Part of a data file
○ ○ ○

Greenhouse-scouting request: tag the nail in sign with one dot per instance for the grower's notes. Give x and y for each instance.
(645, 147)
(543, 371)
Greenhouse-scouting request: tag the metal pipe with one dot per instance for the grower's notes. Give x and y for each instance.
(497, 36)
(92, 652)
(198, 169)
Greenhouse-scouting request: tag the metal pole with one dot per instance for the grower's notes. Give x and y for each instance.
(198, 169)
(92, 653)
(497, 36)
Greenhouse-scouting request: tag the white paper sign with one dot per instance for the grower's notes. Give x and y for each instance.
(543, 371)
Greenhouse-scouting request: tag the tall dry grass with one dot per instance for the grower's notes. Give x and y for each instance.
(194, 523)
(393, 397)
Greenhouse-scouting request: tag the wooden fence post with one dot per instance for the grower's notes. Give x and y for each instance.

○ ○ ○

Write out every row above as a numbered list, leaving out any blank lines.

1. Greenhouse-scouting request: tag the nail in sign with one dot per instance for the grower's notes. Give x and y for each instance.
2. (645, 147)
3. (543, 371)
4. Greenhouse-scouting request: tag the metal pipe with one dot per instance for the grower's notes. Give x and y for each instance.
5. (497, 36)
6. (92, 652)
7. (198, 169)
8. Greenhouse-scouting request: tag the metal pole with one dot per instance for the grower's notes. Give x and y for each instance.
9. (198, 169)
10. (92, 653)
11. (497, 36)
12. Greenhouse-scouting request: tag the white paper sign with one dot per instance for the grower's notes. Give x and y for each instance.
13. (543, 371)
14. Greenhouse-scouting request: tag the tall dry grass with one dot per instance for the grower's notes. Give x and y for each instance.
15. (194, 523)
16. (393, 397)
17. Greenhouse-scouting request: tag the wooden fence post with one dot per instance for the grower's notes. Give x and y for each instance.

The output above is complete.